Exactly as written, retype the listing below, omitting the pictures.

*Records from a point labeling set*
#####

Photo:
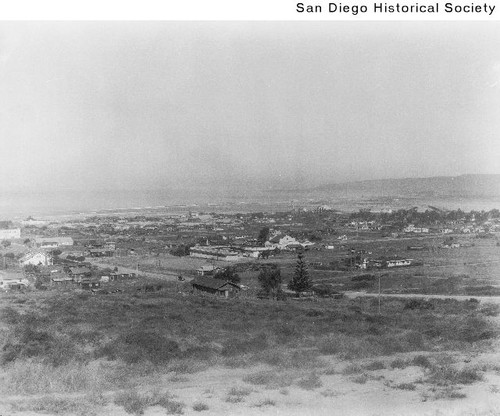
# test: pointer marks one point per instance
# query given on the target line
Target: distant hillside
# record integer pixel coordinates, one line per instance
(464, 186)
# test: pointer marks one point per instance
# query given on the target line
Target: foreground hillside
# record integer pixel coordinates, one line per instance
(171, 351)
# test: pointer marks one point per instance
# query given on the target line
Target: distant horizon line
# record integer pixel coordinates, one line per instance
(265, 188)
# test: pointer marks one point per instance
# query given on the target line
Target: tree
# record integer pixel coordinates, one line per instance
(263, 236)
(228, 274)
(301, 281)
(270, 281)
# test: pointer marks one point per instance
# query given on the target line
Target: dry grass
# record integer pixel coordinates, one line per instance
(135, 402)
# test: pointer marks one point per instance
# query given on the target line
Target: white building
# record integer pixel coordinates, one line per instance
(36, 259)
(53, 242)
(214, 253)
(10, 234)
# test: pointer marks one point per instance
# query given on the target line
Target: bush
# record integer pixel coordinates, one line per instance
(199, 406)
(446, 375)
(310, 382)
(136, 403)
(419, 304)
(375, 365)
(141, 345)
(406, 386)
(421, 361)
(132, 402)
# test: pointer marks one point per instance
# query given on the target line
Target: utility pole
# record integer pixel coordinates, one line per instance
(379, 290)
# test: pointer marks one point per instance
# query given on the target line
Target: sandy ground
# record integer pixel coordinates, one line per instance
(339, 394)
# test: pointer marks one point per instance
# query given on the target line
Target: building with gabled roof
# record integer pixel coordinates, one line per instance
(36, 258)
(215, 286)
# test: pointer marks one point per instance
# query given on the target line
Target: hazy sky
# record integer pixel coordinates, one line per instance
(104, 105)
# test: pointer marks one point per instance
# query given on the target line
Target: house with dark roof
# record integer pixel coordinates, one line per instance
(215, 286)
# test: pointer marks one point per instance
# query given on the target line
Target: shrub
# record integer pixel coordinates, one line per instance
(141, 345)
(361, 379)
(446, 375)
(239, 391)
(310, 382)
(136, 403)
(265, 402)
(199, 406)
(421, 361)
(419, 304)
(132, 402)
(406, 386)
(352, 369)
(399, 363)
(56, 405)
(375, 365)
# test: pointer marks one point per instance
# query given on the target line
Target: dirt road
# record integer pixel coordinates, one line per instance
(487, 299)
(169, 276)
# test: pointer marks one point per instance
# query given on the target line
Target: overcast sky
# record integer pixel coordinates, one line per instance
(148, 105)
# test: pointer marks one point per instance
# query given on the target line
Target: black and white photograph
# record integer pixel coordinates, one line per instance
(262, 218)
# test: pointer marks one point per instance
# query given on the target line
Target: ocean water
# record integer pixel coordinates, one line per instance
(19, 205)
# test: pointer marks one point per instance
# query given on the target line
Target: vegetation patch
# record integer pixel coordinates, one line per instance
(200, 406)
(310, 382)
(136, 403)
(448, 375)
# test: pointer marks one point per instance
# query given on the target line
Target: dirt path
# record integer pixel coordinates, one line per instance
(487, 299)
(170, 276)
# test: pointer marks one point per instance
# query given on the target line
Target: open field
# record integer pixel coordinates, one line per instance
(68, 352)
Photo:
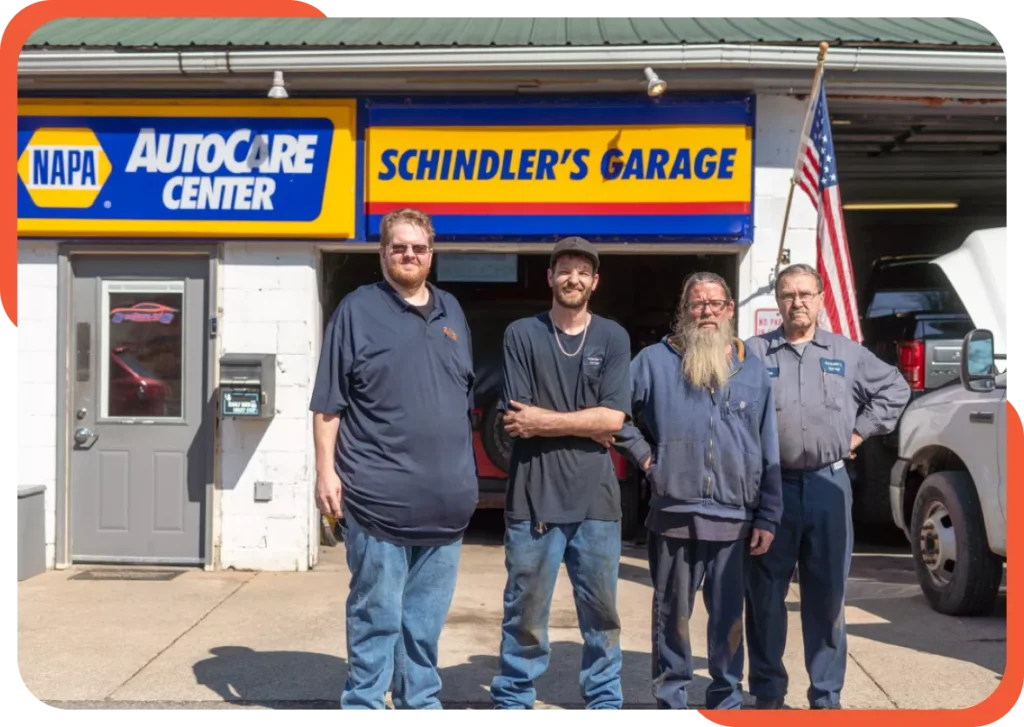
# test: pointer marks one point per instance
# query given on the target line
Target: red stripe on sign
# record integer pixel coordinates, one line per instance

#####

*Response*
Photo:
# test: pointer marks one point per instance
# query given on the target line
Target: distant hillside
# record integer pixel coordinates, one line per instance
(464, 186)
# test: pointer marks one point per instance
# query given on the target line
Target: foreground hillside
# record integer pixel coordinates, one line per instance
(171, 351)
# test: pointer marks one point per instance
# query given on the target line
Target: distant horizon line
# record integer pixel coordinates, one line per instance
(265, 188)
# test: pointer marks one point per instance
# query given on the target line
Target: tree
# record integer pixel coordinates, one line per instance
(263, 236)
(228, 274)
(301, 281)
(270, 281)
# test: pointer marks one point per instance
# query given on the target line
Target: dry grass
# record integer pixel coordinates, one line per instance
(135, 402)
# test: pointer marks one point per instance
# query given on the target line
Target: white building
# record integer pixel coordinates, one line per instance
(36, 259)
(53, 242)
(214, 253)
(10, 234)
# test: pointer marks one point per instance
# query given on the target line
Target: bush
# record integer pixel coordinates, one line per instance
(199, 406)
(446, 375)
(310, 382)
(136, 403)
(419, 304)
(375, 365)
(141, 345)
(406, 386)
(421, 361)
(132, 402)
# test: pointer marks one point per instance
# query given on the target line
Target: utility pole
# record integer pixel coordinates, one line per instance
(379, 290)
# test: pointer marks one point per instance
# query given on the target line
Target: sandy ground
# record integer pixel coordinates, one line per instance
(339, 394)
# test: pointer marks one point per instance
# query given on the target line
Target: building with gabled roof
# record integer pixel coordinates, one line per instance
(36, 258)
(215, 286)
# test: pointer marks one point per instance
# query given on the target line
Target: hazy sky
# record integer pixel coordinates, one line per instance
(104, 105)
# test: pointer marks one point per instance
# query given on the target line
Target: house with dark roof
# record integer pixel coordinates, one line per instance
(215, 286)
# test: pointer marks one point per instance
# query given on the target line
Target: shrub
# record integer pixel coordinates, one line per instance
(141, 345)
(361, 379)
(446, 375)
(239, 391)
(310, 382)
(136, 403)
(265, 402)
(199, 406)
(421, 361)
(419, 304)
(132, 402)
(406, 386)
(352, 369)
(399, 363)
(56, 405)
(375, 365)
# test: pointer marks one point per instance
# query given on the target line
Target: dirt road
# record integer pixel coordinates, one line per instance
(487, 299)
(169, 276)
# test: pointer marks one point per instance
# query given on the target line
Target: overcast sky
# record integer pixel coordinates, one line per instance
(148, 105)
# test: pointer marks one point per instance
# query given on the target line
Target: black and white photograph
# record integer pixel coordinates, one line per instance
(262, 218)
# test: pointer marks one point per instance
# query given on the target line
Target: ocean water
# record integer pixel coordinates, one line per instance
(19, 205)
# test: pointer marks one point per instance
# query given on the target line
Target: vegetation patch
# record integer pixel coordinates, one line per instance
(200, 406)
(310, 382)
(136, 403)
(448, 375)
# test: pointer marks one point per instance
# query given on the target line
Target: dirt path
# record integer pixel coordinates, one line per instance
(487, 299)
(170, 276)
# test: pointer marks one point per instance
# query given on the target line
Target: open field
# record integer pixel coordinates, one line per instance
(68, 352)
Photo:
# test: pointer marks one point per instance
# query given on the target line
Target: red stripe on sign
# record integer pixel coordinates, one line per instance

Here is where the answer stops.